WHAT YOU SHOULD DO - Within the listing below, please copy exactly the lines between the line holding "box: [387, 88, 443, 225]" and the line holding "positive clicks: (421, 247)", inclusive.

EXTRACTED RECORDS -
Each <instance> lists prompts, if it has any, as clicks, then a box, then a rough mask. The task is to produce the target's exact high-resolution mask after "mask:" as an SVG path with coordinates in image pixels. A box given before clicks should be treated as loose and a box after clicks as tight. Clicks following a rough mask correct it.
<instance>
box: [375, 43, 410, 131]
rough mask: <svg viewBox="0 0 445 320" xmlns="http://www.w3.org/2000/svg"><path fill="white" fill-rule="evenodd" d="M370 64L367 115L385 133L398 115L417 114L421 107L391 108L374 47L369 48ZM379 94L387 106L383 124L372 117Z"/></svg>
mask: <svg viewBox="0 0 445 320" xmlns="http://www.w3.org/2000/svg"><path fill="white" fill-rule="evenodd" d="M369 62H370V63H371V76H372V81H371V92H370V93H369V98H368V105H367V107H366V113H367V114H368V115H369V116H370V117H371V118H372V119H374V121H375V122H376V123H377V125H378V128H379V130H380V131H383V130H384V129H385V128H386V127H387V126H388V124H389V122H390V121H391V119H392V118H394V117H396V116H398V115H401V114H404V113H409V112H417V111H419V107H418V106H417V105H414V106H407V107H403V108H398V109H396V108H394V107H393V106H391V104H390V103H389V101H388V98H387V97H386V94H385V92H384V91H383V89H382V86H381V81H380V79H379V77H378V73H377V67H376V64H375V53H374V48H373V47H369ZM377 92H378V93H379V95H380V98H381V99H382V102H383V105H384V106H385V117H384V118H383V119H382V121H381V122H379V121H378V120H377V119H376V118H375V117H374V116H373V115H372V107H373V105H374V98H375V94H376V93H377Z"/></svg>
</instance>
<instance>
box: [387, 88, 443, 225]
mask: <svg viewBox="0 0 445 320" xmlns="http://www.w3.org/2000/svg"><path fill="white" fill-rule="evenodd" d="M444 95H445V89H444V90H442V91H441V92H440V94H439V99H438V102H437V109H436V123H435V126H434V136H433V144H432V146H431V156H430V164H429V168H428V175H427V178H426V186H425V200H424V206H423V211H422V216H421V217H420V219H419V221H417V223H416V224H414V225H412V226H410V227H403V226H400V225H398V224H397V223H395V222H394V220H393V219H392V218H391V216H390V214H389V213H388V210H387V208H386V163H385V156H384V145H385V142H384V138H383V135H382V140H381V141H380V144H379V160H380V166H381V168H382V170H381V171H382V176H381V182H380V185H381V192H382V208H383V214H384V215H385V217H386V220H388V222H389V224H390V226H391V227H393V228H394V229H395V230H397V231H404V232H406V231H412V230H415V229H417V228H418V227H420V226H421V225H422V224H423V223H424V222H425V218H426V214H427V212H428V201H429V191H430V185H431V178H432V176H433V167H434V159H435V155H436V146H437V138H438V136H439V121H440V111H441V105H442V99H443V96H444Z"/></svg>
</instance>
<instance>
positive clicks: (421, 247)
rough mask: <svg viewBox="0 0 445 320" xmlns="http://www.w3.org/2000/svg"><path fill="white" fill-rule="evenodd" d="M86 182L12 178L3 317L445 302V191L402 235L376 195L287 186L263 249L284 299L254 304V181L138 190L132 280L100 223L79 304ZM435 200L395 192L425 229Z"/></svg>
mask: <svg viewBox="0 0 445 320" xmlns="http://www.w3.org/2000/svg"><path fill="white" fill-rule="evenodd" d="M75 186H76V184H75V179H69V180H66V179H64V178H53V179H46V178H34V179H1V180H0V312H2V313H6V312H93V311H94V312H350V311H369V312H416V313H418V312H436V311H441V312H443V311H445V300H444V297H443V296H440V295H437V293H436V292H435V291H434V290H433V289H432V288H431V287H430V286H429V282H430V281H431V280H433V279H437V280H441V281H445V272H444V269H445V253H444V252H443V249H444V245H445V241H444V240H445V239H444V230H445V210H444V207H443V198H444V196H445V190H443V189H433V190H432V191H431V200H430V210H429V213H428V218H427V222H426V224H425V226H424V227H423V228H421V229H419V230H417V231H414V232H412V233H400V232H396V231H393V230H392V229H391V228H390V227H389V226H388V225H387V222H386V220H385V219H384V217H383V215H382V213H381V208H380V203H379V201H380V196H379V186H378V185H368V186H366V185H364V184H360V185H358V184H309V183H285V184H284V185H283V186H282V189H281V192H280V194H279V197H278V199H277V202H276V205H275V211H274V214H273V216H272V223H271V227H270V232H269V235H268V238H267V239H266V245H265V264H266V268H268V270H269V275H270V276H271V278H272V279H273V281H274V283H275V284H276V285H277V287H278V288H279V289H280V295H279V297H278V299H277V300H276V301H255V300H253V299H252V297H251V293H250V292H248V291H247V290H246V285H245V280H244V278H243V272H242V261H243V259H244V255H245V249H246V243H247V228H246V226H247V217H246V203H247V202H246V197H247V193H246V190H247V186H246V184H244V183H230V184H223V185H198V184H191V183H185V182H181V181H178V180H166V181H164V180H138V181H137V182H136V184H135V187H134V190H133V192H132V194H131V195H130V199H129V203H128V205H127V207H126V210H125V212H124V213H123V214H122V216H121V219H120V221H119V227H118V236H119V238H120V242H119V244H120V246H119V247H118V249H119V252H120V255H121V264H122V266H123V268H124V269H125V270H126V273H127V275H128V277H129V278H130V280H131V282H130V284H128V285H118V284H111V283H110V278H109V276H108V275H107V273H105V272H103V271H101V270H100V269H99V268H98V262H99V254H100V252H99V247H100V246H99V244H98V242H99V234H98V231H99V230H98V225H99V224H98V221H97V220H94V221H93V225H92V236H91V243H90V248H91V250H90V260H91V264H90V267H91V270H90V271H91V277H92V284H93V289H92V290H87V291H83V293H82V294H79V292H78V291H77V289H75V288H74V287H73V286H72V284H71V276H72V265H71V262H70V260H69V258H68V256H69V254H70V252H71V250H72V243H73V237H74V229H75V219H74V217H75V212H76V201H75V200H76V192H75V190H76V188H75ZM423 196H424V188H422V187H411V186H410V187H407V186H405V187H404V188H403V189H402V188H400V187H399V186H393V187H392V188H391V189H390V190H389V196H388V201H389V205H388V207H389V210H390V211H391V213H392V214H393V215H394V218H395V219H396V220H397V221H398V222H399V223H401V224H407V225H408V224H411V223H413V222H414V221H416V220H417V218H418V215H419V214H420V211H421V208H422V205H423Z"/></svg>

TASK OUTPUT -
box: [387, 88, 443, 225]
mask: <svg viewBox="0 0 445 320" xmlns="http://www.w3.org/2000/svg"><path fill="white" fill-rule="evenodd" d="M444 95H445V89H444V90H442V91H441V92H440V94H439V99H438V102H437V109H436V123H435V126H434V136H433V144H432V146H431V156H430V164H429V168H428V175H427V178H426V186H425V200H424V206H423V211H422V216H421V217H420V219H419V221H417V223H416V224H414V225H412V226H410V227H403V226H400V225H398V224H397V223H395V222H394V220H393V219H392V218H391V216H390V214H389V213H388V210H387V208H386V163H385V156H384V145H385V142H384V138H383V135H382V140H381V141H380V144H379V160H380V166H381V168H382V170H381V171H382V176H381V182H380V185H381V192H382V208H383V214H384V215H385V217H386V220H388V222H389V224H390V226H391V227H393V228H394V229H395V230H397V231H404V232H406V231H412V230H415V229H417V228H418V227H420V226H421V225H422V224H423V223H424V222H425V218H426V214H427V212H428V201H429V191H430V185H431V178H432V176H433V167H434V159H435V155H436V146H437V138H438V136H439V121H440V111H441V105H442V99H443V96H444Z"/></svg>
</instance>
<instance>
positive clicks: (421, 247)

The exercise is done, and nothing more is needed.